-- Start of Extracted material --
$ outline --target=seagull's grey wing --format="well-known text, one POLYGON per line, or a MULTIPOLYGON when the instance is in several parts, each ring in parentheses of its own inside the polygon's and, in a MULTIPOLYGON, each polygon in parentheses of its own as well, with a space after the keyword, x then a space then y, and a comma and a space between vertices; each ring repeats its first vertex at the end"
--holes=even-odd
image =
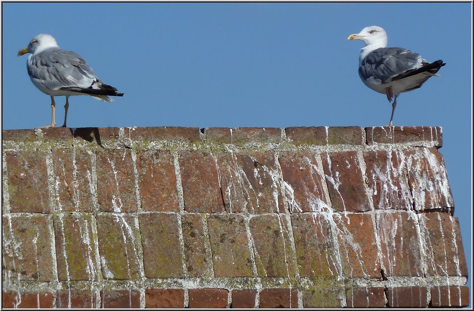
POLYGON ((27 66, 28 74, 46 88, 87 88, 98 79, 92 69, 74 52, 48 49, 32 56, 27 66))
POLYGON ((362 60, 359 66, 359 74, 364 80, 375 80, 384 84, 420 68, 425 62, 419 54, 405 48, 381 47, 362 60))

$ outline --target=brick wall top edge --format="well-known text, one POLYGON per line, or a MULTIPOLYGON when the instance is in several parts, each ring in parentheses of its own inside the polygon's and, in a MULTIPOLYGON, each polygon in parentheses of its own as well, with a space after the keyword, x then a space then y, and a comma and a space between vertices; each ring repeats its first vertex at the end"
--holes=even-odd
MULTIPOLYGON (((150 126, 127 127, 55 127, 39 129, 5 129, 2 131, 6 141, 66 141, 83 140, 89 142, 108 141, 120 138, 132 140, 184 140, 191 142, 200 140, 204 134, 206 142, 224 144, 281 143, 281 129, 279 127, 205 127, 150 126)), ((440 126, 292 126, 284 128, 287 140, 295 144, 374 145, 418 142, 434 143, 442 146, 442 128, 440 126), (363 141, 363 133, 365 141, 363 141)))

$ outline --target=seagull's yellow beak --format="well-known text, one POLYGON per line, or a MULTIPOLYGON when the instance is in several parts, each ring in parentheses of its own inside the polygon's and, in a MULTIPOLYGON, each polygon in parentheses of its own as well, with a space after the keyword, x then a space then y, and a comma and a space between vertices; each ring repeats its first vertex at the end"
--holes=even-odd
POLYGON ((24 54, 26 54, 29 52, 28 47, 23 47, 21 49, 18 51, 18 54, 17 56, 21 56, 24 54))
POLYGON ((352 34, 352 35, 349 35, 349 36, 347 37, 348 40, 360 40, 363 37, 362 36, 359 36, 357 34, 352 34))

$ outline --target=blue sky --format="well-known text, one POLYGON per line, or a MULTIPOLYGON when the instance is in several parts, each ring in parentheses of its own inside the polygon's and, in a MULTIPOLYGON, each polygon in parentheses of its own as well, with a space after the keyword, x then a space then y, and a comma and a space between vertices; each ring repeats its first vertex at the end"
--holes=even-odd
MULTIPOLYGON (((5 3, 3 128, 49 124, 49 96, 18 50, 54 36, 99 79, 125 93, 113 103, 70 98, 68 125, 385 125, 391 106, 357 73, 378 25, 388 45, 446 65, 398 98, 394 125, 441 126, 448 177, 471 275, 471 4, 5 3)), ((57 97, 62 124, 64 97, 57 97)), ((470 283, 471 280, 469 280, 470 283)))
-- End of Extracted material --
• _Exercise objective_: Arrange the lines as a Markdown table with the columns No. and Text, numbering each row and leaving out blank lines. Start at the line that contains "outline --target=blue sky" and stop after the final line of the records.

• _Written answer_:
| No. | Text |
|---|---|
| 1 | $ outline --target=blue sky --format="well-known text, one POLYGON per line, or a MULTIPOLYGON when the instance is in several parts, each ring in parentheses of its own inside the polygon's and, in a MULTIPOLYGON, each polygon in parentheses of its own as well, with a space after the keyword, x then a space then y, and a comma and a space between vertices; each ring repeats its first vertex at the end" |
| 2 | --holes=even-odd |
| 3 | MULTIPOLYGON (((5 3, 3 128, 49 124, 49 96, 18 50, 54 36, 99 79, 125 93, 113 103, 70 98, 68 125, 385 125, 391 106, 357 73, 378 25, 388 45, 446 65, 398 98, 394 125, 441 126, 448 177, 471 275, 471 4, 5 3)), ((57 97, 62 124, 64 97, 57 97)), ((470 283, 471 280, 469 280, 470 283))) |